My childhood church had no building of our own. We rented a variety of spaces where we would set up and tear down chairs, roll sound systems out of the white church trailer, and pitch an altar so low-church we practically hid it. The two primary homes for our church were the cafeterias of Frost Elementary and B.F. Terry High School. In all my years worshiping and praying in those school buildings, in two decades living in those communities, I never once remember someone asking about where the names of those schools came from. We never wondered what those names said about the morality of our community. Nor did we question if those stories, or our disinterest in them, had anything to say about our faith.
Here are the stories of those names.
Frost Elementary was named for a Mr. Samuel Miles Frost. Frost was an early white settler colonist who worked on the Hunter Plantation where he set up one of the first schools chartered under the Texas Republic. It was, of course, an all white school that barred slaves from education. Frost is thus held up as a local hero of education. That it was a segregationist education meant to form future generations of slave masters is the other side of a coin left unflipped. Samuel’s son Henry Frost, raised in that environment, was a “notorious anti-black agitator” who would die fighting to reestablish white supremacy in our county two decades after the Civil War (a story I will tell a couple weeks deeper into this Lenten journey of repentance and transformation).
The other cafeteria where we shared the body and blood of Christ took its name from Benjamin Franklin Terry. Terry was the master of a sugar plantation who owned thirteen enslaved human beings at the time he left to fight for the Confederate Army. He grew famous as Colonel of the infamous Eighth Texas Cavalry Regiment, better known as Terry’s Texas Rangers. Terry was killed in battle and baptized yet another local hero. Students of his namesake high school still chant the slogan of that regiment—the school’s mascot—that died to protect the white right to own Black human chattle: “Rangers Never Quit.”

• SUPPLIED INFORMATION
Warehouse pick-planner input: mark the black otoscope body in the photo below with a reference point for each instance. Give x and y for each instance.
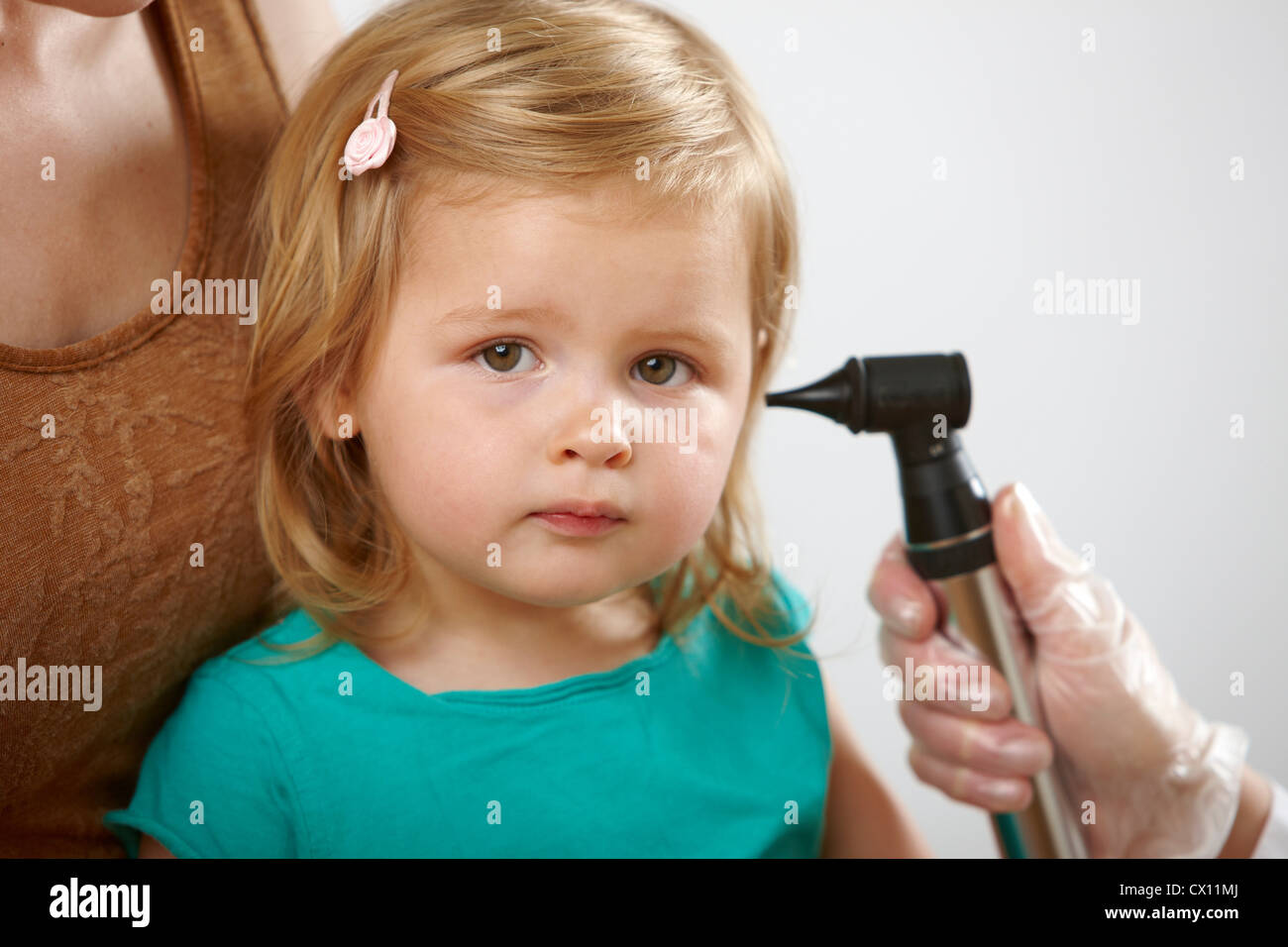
(921, 401)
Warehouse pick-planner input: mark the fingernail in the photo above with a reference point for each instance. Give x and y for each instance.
(1022, 753)
(1038, 523)
(907, 617)
(1003, 792)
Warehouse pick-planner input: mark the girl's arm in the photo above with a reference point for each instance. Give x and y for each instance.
(862, 818)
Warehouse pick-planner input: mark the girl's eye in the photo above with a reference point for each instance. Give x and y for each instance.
(502, 356)
(657, 369)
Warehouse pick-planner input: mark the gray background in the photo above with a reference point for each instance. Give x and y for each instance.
(1112, 163)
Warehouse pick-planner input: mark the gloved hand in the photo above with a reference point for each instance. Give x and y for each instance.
(1164, 781)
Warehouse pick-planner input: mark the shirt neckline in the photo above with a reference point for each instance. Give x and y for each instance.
(145, 324)
(526, 696)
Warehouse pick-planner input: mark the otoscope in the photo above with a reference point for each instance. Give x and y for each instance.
(921, 401)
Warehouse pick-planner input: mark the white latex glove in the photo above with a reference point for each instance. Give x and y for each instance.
(1164, 781)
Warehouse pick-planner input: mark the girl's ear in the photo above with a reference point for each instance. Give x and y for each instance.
(336, 415)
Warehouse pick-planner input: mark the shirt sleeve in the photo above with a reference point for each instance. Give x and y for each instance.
(213, 783)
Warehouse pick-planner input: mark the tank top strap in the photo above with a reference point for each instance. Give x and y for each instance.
(231, 86)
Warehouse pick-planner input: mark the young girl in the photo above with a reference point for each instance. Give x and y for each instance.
(514, 334)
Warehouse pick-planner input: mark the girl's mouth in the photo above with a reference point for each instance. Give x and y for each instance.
(572, 525)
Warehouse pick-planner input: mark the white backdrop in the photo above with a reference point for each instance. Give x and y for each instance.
(945, 158)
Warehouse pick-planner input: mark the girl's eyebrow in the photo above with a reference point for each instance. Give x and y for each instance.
(481, 317)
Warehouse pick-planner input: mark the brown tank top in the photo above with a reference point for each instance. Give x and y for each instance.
(150, 457)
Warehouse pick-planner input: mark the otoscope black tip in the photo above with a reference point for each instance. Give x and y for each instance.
(840, 395)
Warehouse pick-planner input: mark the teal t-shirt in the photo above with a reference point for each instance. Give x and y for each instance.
(708, 746)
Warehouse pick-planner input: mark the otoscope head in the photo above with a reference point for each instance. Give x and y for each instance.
(921, 401)
(888, 393)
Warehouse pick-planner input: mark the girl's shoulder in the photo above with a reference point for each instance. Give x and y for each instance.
(265, 665)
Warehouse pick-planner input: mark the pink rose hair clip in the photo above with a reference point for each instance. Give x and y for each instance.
(372, 142)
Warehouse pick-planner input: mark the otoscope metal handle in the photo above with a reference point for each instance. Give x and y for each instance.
(921, 401)
(984, 621)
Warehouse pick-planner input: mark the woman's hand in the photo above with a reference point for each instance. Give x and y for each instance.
(1164, 781)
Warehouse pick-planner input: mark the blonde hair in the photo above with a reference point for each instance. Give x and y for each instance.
(576, 94)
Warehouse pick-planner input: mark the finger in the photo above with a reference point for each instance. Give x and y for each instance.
(900, 595)
(1005, 749)
(935, 660)
(1073, 612)
(969, 787)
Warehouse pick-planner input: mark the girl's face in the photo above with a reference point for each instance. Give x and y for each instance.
(513, 333)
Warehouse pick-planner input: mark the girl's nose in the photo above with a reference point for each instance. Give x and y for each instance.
(592, 431)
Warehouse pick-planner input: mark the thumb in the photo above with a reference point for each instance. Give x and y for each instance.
(1072, 612)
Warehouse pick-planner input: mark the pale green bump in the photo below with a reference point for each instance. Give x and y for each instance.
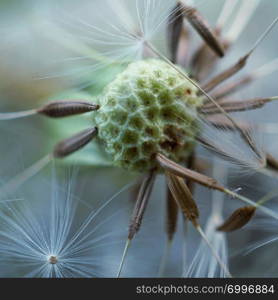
(145, 110)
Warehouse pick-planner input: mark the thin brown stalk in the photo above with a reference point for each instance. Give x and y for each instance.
(199, 23)
(172, 215)
(141, 204)
(235, 106)
(74, 143)
(183, 197)
(66, 108)
(204, 60)
(176, 169)
(238, 219)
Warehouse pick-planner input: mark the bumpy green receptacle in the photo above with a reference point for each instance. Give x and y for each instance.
(148, 108)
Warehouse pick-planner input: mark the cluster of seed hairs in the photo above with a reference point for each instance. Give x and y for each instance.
(147, 121)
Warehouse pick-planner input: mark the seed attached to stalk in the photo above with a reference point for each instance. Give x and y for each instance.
(238, 219)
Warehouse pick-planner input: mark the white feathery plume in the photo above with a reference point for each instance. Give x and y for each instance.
(53, 238)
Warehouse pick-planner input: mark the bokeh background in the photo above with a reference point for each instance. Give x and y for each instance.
(35, 65)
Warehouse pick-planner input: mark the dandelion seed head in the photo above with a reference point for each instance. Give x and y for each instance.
(144, 112)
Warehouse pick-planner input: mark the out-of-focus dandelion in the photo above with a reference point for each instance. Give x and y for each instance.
(150, 117)
(57, 236)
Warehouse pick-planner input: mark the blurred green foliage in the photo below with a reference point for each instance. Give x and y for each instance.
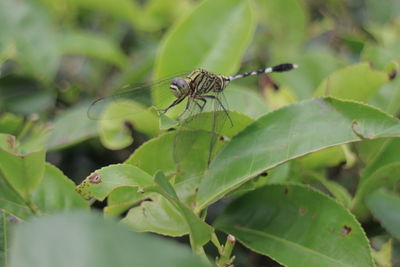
(335, 127)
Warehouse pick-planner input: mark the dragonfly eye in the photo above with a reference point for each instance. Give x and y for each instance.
(179, 87)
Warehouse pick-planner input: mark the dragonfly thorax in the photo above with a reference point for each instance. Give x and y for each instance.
(179, 87)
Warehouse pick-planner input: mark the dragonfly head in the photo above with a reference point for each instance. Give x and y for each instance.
(179, 87)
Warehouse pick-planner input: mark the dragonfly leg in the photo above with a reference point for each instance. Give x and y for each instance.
(186, 109)
(203, 105)
(223, 108)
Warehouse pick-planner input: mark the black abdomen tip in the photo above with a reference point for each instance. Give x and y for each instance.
(284, 67)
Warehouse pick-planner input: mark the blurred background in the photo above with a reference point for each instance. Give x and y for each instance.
(58, 56)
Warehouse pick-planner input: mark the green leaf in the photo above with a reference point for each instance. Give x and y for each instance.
(121, 199)
(11, 202)
(56, 193)
(89, 240)
(74, 122)
(7, 142)
(215, 35)
(386, 175)
(30, 29)
(287, 33)
(22, 172)
(200, 232)
(10, 123)
(289, 133)
(101, 183)
(386, 208)
(356, 82)
(155, 155)
(122, 9)
(314, 67)
(92, 45)
(245, 101)
(114, 133)
(297, 226)
(159, 215)
(4, 238)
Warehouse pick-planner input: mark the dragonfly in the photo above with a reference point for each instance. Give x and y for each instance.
(199, 87)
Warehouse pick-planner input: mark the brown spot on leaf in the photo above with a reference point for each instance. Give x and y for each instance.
(94, 178)
(345, 230)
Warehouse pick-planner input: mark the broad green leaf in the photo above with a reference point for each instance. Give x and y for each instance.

• TASK OBJECTIVE
Reproduce the stretch of the passage on the school names from "Here are the" through "repentance and transformation).".

• RESULT BELOW
Here are the stories of those names.
Frost Elementary was named for a Mr. Samuel Miles Frost. Frost was an early white settler colonist who worked on the Hunter Plantation where he set up one of the first schools chartered under the Texas Republic. It was, of course, an all white school that barred slaves from education. Frost is thus held up as a local hero of education. That it was a segregationist education meant to form future generations of slave masters is the other side of a coin left unflipped. Samuel’s son Henry Frost, raised in that environment, was a “notorious anti-black agitator” who would die fighting to reestablish white supremacy in our county two decades after the Civil War (a story I will tell a couple weeks deeper into this Lenten journey of repentance and transformation).